WORK TO COMPLETE – Render the data below as a Markdown table with a Row column for the line number and a Text column for the line, skipping blank lines and leaving out the pictures.
++++
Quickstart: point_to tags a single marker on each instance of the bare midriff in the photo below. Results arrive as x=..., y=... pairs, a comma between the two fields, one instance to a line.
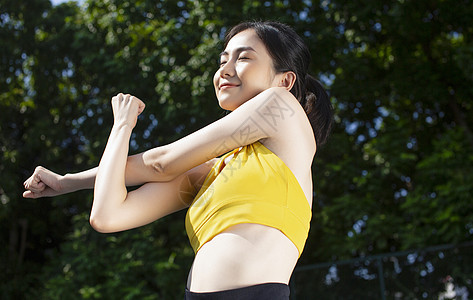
x=243, y=255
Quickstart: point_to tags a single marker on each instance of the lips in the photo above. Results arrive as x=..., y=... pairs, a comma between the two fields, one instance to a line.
x=227, y=85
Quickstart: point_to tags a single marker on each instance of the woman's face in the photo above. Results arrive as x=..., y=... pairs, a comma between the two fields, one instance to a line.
x=246, y=69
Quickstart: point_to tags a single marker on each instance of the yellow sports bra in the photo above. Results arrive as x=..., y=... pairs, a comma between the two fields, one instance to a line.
x=257, y=187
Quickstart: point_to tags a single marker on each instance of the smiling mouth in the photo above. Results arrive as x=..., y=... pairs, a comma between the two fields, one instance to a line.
x=225, y=86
++++
SOLVED PROBLEM –
| Row | Text |
|---|---|
| 1 | Quickstart: point_to tags a single marker on each instance of the bare midriff in the photo below. Results arrive as x=..., y=... pairs, a comma between the two fields, one instance to a line. |
| 2 | x=243, y=255 |
| 3 | Quickstart: point_to tags a single marker on each instance of the lips in the photo above. Results arrive as x=..., y=... pairs, a comma between the two fields, one instance to a line. |
| 4 | x=227, y=85 |
| 5 | Quickstart: point_to tags a single marker on each instance of the woman's face in the photo above. Results arrive as x=..., y=... pairs, a comma between the two fields, one instance to a line. |
| 6 | x=246, y=69 |
| 7 | Quickstart: point_to tags a single marker on each instance of the yellow sports bra in the photo above. Results arrive as x=..., y=... pairs, a comma between the two fields, one instance to a line. |
| 8 | x=257, y=187 |
| 9 | Quickstart: point_to tags a single marker on each instance of the smiling mouth in the photo above. Results arrive as x=..., y=... pairs, a comma between the two fields, one instance to a line. |
| 10 | x=225, y=86 |